-- begin EXCERPTED PASSAGE --

Conventional sculpture traditions have infused sculptural practices with predominantly strong emphasis on mass and surface modulation inherited classically, with only subordinated interest in spatial considerations within and without the object. Contemporary Aesthetic theories as well as cultural geographies dwell on contemporary spatial distributions and functionalities, territorialities and their continual reconfigurations, (Papastergiadis, 2010: 79; Atkinson, 2005; Tuan, 2001; Porteus, 1976) as subject matter for the considerations of art. The simple mention of Michel Foucault's Panopticism (1975), Subject and Power (1982), Henri Lefebvre’s Production of Space (1991a); Critique of everyday Life (1991b), Giles Deleuze Foucault (1982), Rose Lee Goldberg’s Space and Praxis (1975) and Theodore Adorno’s Aesthetic Theory (1970) affirm the above and instantly suggest the numerous considerations of our common spatial subjectivities, the importance of the discourse of space today, and art’s participation in it. They also bring to the fore our citizenships and rights and their respective meanings beyond certain borders of power relations and meaning of society in our web-based globalised world (Schmid, 2008; Pinder, 2005; Lefebvre, 1991b).

Ghanaian sculpture practices have their spatial techniques conventionally; hence, sculpture is inherently objective using space to differentiate its mass distributions. Space, thus has no meaning as it was in the pre-colonial technical space, beyond gaps, pulses, enclosures and windows through which other mass representations are broken or revealed (Tucker, 1992). Space as tool to sculpturally articulate and produce knowledge forms about our here and now, private and public, local and global, indigenous and Diasporas, and our contemporaneous spatial peculiarities within global culture needs to be re-interrogated or explored in sculpture.

-- end EXCERPTED PASSAGE --

> [EXERCISES TO COMPLETE]:
1. Answer from the passage on sculpture and space:
(a) In what year does the passage date Theodore Adorno's Aesthetic Theory?
(b) What does Ghanaian sculpture use space to differentiate?
(c) Which work by Michel Foucault is listed with the year 1975?
2. From the passage on sculpture and space, copy the stretch from "Ghanaian sculpture practices" through "explored in sculpture.".
Rely only on the passage about sculpture and space, not on the rows.

-- begin RECORD LIST --

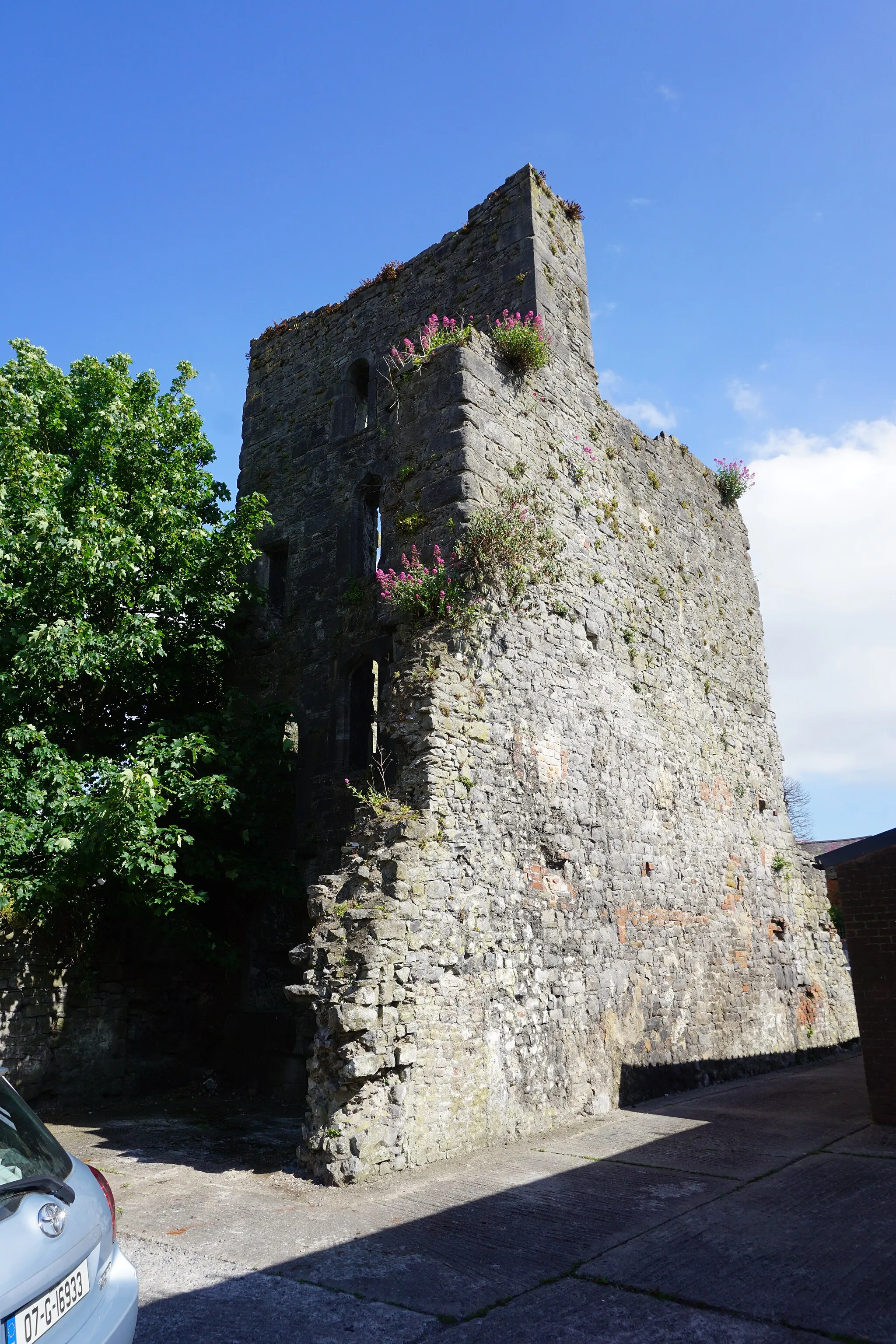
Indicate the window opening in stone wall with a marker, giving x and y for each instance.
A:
(362, 714)
(359, 378)
(371, 531)
(277, 566)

-- end RECORD LIST --

> [TASK SOLUTIONS]:
1.
(a) 1970
(b) Its mass distributions
(c) Panopticism

2.
Ghanaian sculpture practices have their spatial techniques conventionally; hence, sculpture is inherently objective using space to differentiate its mass distributions. Space, thus has no meaning as it was in the pre-colonial technical space, beyond gaps, pulses, enclosures and windows through which other mass representations are broken or revealed (Tucker, 1992). Space as tool to sculpturally articulate and produce knowledge forms about our here and now, private and public, local and global, indigenous and Diasporas, and our contemporaneous spatial peculiarities within global culture needs to be re-interrogated or explored in sculpture.